__DATA TO PROCESS__.
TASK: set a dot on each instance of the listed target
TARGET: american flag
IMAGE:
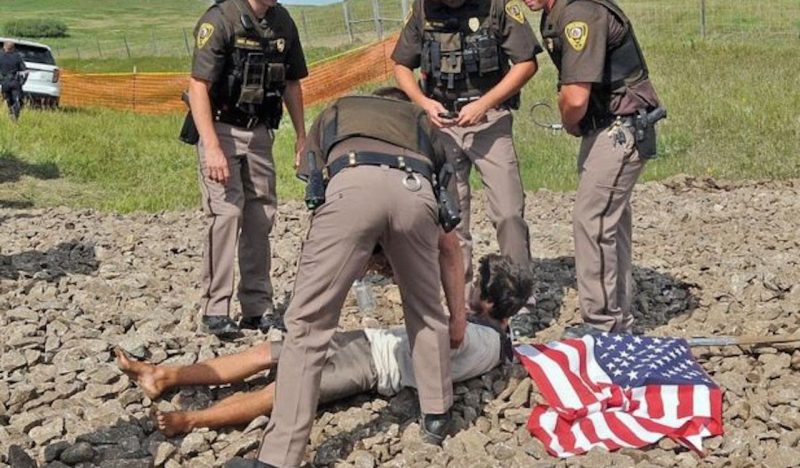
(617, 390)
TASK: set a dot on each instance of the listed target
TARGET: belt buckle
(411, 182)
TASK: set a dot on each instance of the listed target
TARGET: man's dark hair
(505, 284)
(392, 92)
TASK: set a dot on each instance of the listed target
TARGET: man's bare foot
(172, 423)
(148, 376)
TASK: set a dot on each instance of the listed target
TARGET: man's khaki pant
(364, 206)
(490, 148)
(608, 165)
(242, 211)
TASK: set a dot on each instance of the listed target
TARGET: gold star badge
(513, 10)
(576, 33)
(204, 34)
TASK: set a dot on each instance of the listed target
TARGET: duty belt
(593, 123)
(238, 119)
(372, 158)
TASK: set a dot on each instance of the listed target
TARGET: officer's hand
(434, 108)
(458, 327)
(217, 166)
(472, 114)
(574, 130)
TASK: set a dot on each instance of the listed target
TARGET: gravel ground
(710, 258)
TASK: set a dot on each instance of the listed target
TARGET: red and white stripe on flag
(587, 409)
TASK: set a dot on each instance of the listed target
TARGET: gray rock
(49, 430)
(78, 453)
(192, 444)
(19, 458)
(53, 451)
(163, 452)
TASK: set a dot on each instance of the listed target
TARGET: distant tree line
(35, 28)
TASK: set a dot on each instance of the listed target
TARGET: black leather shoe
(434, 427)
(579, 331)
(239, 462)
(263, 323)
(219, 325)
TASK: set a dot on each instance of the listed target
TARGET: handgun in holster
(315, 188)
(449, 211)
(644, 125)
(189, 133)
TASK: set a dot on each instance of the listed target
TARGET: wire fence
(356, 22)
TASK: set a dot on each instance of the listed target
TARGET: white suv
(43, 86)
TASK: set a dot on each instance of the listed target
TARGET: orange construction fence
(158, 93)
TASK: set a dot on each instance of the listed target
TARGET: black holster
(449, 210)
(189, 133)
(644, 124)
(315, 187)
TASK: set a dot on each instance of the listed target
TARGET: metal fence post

--

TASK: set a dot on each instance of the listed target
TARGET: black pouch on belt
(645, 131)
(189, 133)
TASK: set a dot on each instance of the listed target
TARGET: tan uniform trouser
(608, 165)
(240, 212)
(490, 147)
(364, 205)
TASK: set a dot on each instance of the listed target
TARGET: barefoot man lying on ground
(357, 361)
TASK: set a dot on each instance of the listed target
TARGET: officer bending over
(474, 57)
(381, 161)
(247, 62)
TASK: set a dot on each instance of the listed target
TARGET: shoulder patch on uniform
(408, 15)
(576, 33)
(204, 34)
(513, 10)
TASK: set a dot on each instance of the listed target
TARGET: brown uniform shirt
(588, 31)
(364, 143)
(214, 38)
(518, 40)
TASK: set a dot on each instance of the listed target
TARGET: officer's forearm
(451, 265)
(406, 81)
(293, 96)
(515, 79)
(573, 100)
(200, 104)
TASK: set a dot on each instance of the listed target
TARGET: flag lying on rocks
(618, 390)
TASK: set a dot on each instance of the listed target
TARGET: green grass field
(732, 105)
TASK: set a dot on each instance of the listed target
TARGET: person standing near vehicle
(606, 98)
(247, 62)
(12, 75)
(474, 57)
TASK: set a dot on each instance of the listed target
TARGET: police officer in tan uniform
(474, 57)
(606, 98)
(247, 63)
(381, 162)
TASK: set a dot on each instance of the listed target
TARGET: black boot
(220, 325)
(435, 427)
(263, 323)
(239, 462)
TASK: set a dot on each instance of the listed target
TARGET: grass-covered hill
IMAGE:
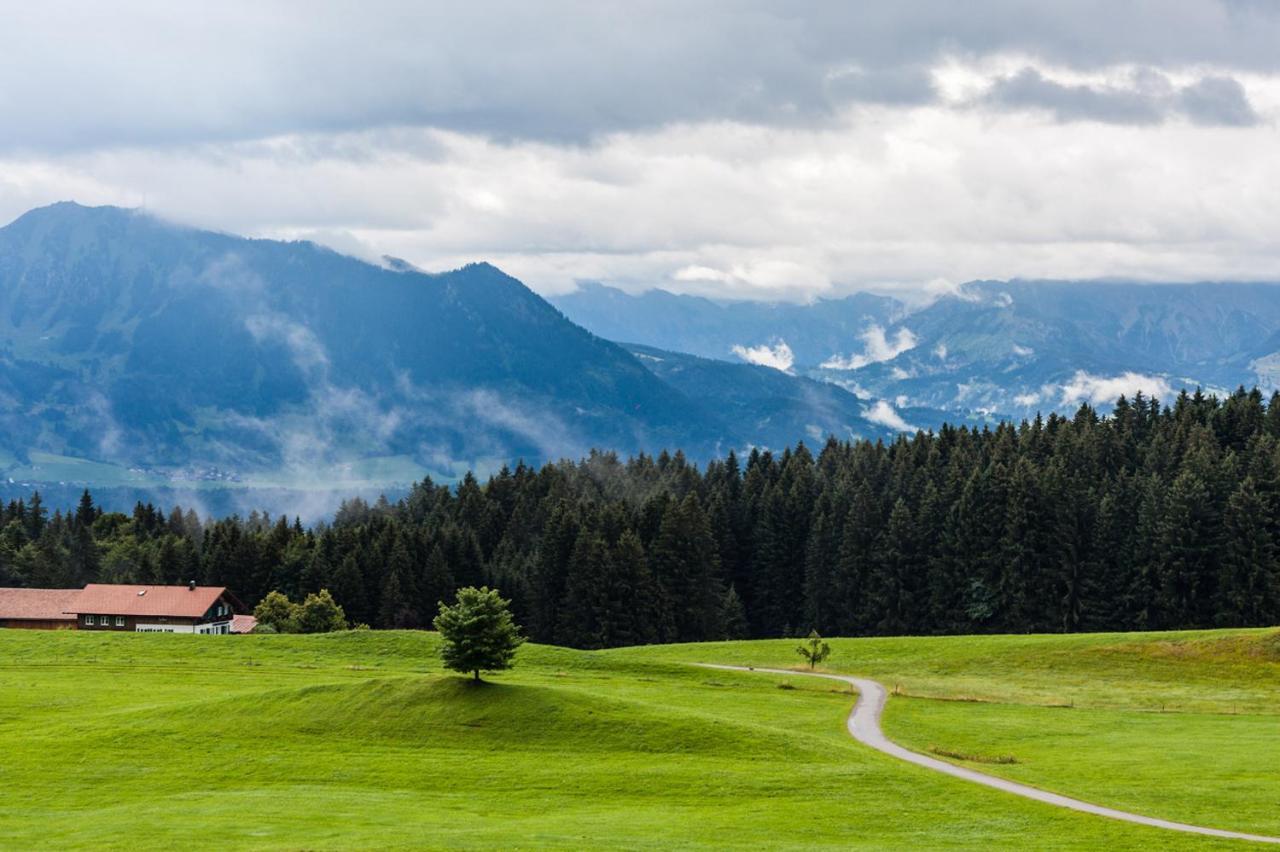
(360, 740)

...

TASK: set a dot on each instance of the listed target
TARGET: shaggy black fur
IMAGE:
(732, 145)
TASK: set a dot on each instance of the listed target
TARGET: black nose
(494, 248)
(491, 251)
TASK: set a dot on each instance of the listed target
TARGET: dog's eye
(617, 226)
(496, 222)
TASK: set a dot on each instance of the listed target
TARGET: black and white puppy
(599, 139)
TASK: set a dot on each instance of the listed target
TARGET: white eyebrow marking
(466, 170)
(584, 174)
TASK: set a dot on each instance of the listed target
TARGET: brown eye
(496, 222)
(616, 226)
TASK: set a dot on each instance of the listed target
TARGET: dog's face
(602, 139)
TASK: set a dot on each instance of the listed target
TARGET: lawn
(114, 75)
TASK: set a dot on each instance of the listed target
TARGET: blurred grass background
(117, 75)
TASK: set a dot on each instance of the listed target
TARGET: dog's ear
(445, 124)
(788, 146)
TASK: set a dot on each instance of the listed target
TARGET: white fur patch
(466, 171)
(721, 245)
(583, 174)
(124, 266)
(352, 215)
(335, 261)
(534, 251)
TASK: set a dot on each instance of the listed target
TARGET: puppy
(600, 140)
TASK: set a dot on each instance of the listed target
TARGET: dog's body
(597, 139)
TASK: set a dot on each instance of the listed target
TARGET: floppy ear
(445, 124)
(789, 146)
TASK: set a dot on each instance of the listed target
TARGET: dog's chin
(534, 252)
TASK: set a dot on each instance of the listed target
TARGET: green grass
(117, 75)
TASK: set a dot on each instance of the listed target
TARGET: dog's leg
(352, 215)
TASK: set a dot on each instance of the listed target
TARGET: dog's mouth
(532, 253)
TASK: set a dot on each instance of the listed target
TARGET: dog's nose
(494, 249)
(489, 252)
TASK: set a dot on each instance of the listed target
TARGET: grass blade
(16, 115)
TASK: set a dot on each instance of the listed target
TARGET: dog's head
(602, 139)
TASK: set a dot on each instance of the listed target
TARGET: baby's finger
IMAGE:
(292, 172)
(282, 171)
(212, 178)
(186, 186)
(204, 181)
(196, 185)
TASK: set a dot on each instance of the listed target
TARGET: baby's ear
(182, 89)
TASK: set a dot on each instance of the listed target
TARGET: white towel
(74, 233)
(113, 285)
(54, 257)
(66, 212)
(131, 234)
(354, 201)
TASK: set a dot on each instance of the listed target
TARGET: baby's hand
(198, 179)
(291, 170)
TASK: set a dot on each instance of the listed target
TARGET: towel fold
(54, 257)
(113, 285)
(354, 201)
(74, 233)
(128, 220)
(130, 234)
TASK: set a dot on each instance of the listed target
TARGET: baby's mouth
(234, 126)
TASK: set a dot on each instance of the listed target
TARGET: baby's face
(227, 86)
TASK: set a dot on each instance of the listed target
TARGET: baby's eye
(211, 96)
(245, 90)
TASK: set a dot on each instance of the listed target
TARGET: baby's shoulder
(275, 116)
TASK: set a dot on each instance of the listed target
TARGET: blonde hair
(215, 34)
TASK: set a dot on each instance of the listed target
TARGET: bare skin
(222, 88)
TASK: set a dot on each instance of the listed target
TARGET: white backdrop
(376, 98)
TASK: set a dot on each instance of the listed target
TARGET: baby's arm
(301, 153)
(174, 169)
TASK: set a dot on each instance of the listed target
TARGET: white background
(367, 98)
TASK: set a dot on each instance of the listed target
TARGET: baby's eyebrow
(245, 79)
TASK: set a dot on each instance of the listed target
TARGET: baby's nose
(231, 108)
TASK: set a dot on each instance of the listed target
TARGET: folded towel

__PROBLEM DETAILS__.
Extract every line of the material above that contains the word "fence".

__OUTPUT BELOW__.
TARGET: wire fence
TARGET: orange construction fence
TARGET: metal fence post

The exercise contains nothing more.